**PROBLEMS TO WORK ON:**
1 – In the text about opening beer bottles without an opener, why is the method using a ring left out?
2 – Pick up the text about opening beer bottles without an opener right after its last sentence, and keep writing it in the same voice.

**EXCERPTED TEXT:**
▼

You want to enjoy a beer, but you have no bottle opener!
You bought canned beer!
Hurrah! See ya next week.
Wait, what’s that? You have a bottle of beer without a twist-off cap and you forget to bring along a bottle opener? Or else you somehow manage to live in a home without a bottle opener? Well, don’t panic, sir, just keep it cool, because we’re going to get through this thing.
After all, it’s actually surprisingly easy to open beer bottles without a bottle opener, as all an opener does is use a bit of leverage to bend the cap, anyway. So let’s create some leverage, and then let’s drink some beer.
(Side bar before we get started – it’s easy to open beer bottles using rings, but the potential for damaging your ring or damaging your metacarpal is great enough such that I’ve decided to leave that one out. So just FYI, yeah, I know all about it.)

▲

**Dataset entries:**
▼

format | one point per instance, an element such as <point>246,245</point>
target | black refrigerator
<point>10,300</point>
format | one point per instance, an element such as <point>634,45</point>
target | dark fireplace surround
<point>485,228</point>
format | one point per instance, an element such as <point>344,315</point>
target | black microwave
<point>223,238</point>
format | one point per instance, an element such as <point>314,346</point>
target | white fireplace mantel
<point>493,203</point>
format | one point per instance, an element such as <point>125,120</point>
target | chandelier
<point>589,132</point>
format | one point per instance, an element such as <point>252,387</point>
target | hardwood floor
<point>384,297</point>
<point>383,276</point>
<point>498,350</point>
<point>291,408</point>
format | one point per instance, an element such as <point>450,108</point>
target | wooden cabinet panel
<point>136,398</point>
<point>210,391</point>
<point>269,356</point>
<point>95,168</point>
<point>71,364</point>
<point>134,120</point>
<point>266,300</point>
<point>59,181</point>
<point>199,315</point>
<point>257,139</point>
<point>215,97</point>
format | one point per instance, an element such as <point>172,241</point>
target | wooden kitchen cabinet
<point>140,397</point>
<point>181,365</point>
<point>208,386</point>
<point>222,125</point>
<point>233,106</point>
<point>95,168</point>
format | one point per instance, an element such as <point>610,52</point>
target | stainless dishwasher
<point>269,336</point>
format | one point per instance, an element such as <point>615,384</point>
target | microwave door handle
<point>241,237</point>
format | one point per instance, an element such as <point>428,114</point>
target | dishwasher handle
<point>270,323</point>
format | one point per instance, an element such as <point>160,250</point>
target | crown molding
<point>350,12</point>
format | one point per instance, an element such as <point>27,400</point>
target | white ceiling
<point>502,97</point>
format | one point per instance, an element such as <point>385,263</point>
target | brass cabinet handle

▲

**LIST OF ANSWERS:**
1 – The chance of damaging your ring or your metacarpal is too great.

2 –
THE LIGHTER TECHNIQUE
If you or one of your friends has a lighter on hand, then you have a bottle opener on hand. Truth be told, this most basic beer bottle opening “hack” can be performed with almost any sturdy object that is vaguely lighter-shaped and offers an edge, the factors at play here are the use of your index finger as a fulcrum and the edge an object, usually a lighter, as the pry point. Hold the bottle’s neck in your non dominant hand, dig that lighter (not the flame part, FYY, the butt part) under the lip of the bottle cap, crook your index finger (some use their thumb) to rest the lighter across your knuckle, then press down. If at first you don’t succeed, then dude, what did you even learn in college?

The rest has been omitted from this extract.